(WORK TO BE COMPLETED) Continue the blog posts on advertising below, starting right after their last sentence.

(SELECTED TEXT)
Think Differently!

October 27, 2011

That’s what Steve Jobs did. Even though he revolutionized the digital era, he did not think much of the internet as a branding medium. While everyone was jumping on the digital bandwagon, Jobs effectively remained “old school.”

In 2010, Apple spent an estimated $420 million on advertising. Over 90% of that budget was allocated to network television, newspapers, magazines and billboards. Less than 10% went toward digital initiatives.

And when Apple did spend online, it was usually an extension of a TV campaign like the iconic Mac vs. PC ads.

Jobs also believed in controlling the message which files in the face of the current wisdom that consumers should tell the brand story via Facebook and Twitter. Upon his death, Apple barely had a presence on either platform.

Throughout his brilliant career, Jobs created products for the masses. And he wisely chose mediums that targeted the masses. In advertising, as in product development, he relied heavily on his convictions and intuition. He did not rely on “likes” or “tweets.” He took a much more pragmatic approach: tell the story of how an amazing product can change a consumer’s life in the best environment possible. And then he was smart enough to understand that the best environment – then and now – is still traditional media.


TV Advertising Goes Mobile

June 29, 2011

TV advertising is not going anywhere, just evolving. It’s always been about getting consumers to act, and incorporating the use of today’s smartphone applications is the newest way to bring more
impact to your TV commercials.

According to a study done by the Consumer Electronics Association (CEA), in 2010, 33% of U.S. households owned a smartphone. With that number estimated to skyrocket to 45% by 2012, advertisers are already starting to adopt the use of mobile applications in their TV campaigns.

Brands like Tide® and Old Navy® have recently integrated the music identification application, Shazam® into current TV commercials. It’s simple too, no typing in long URLs or performing lengthy Google searches. The commercials feature songs, so all the consumer has to do is open up the Shazam® application and let it identify the song playing in the ad. From there they will have options to go straight to that brand’s website, purchase product, etc. With the Old Navy® ad you even have the option to buy the outfit the person is wearing in the ad!

(MATERIAL)
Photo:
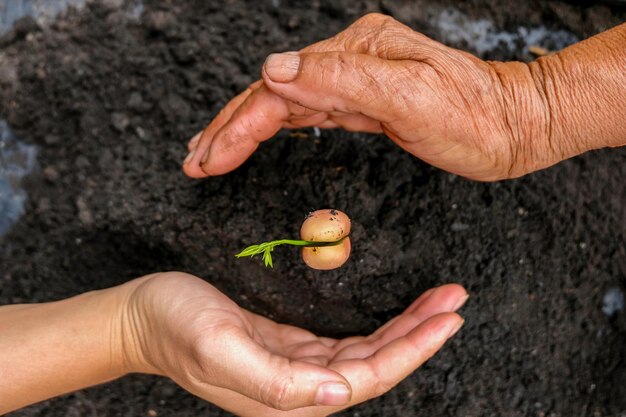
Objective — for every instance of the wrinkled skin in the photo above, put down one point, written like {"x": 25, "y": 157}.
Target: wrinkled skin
{"x": 179, "y": 326}
{"x": 445, "y": 106}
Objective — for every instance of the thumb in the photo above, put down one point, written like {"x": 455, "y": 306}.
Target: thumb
{"x": 278, "y": 382}
{"x": 341, "y": 81}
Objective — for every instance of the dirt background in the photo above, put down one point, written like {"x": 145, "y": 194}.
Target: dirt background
{"x": 110, "y": 94}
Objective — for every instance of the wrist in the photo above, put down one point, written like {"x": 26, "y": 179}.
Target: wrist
{"x": 526, "y": 119}
{"x": 584, "y": 88}
{"x": 130, "y": 327}
{"x": 562, "y": 105}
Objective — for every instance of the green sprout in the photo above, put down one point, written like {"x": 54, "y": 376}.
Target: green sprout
{"x": 266, "y": 248}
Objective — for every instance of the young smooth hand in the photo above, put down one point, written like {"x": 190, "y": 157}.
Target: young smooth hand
{"x": 184, "y": 328}
{"x": 483, "y": 120}
{"x": 179, "y": 326}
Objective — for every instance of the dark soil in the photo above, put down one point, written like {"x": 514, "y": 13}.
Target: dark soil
{"x": 111, "y": 100}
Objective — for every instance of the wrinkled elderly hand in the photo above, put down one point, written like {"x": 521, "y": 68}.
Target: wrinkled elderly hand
{"x": 483, "y": 120}
{"x": 182, "y": 327}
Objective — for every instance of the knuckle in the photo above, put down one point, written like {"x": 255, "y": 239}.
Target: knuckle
{"x": 373, "y": 19}
{"x": 277, "y": 393}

(WRITTEN RESPONSE)
This new trend will not only make TV ads more interactive for consumers, but allow advertisers to more accurately measure the performance of the ads while tracking TV conversions.

Integrating mobile apps into your TV advertisements works well all around – the consumer gets to interact with the ad while the advertisers are able to more easily direct traffic to brands’ websites. Shazam® is just the beginning; as this advertising tactic grows, the variety of applications available for integration will most likely grow as well.


Live Action versus Animated

December 29, 2010

Which Works Best?

In an analysis of television ads across all product categories, Nielsen found that in general, live action ads were more effective than animated ads.

For all major categories, live action ads scored 22% higher than animated-only ads in Brand Recall — which is the percentage of TV viewers who can recall the commercial and its adverted brand 24 hour after viewing it.

Live action creatives were more effective than animated ads across all major demographics as well. While live action ads resonated equally among both genders, Brand Recall was 27% stronger for females and 17% stronger among males than for animated ads.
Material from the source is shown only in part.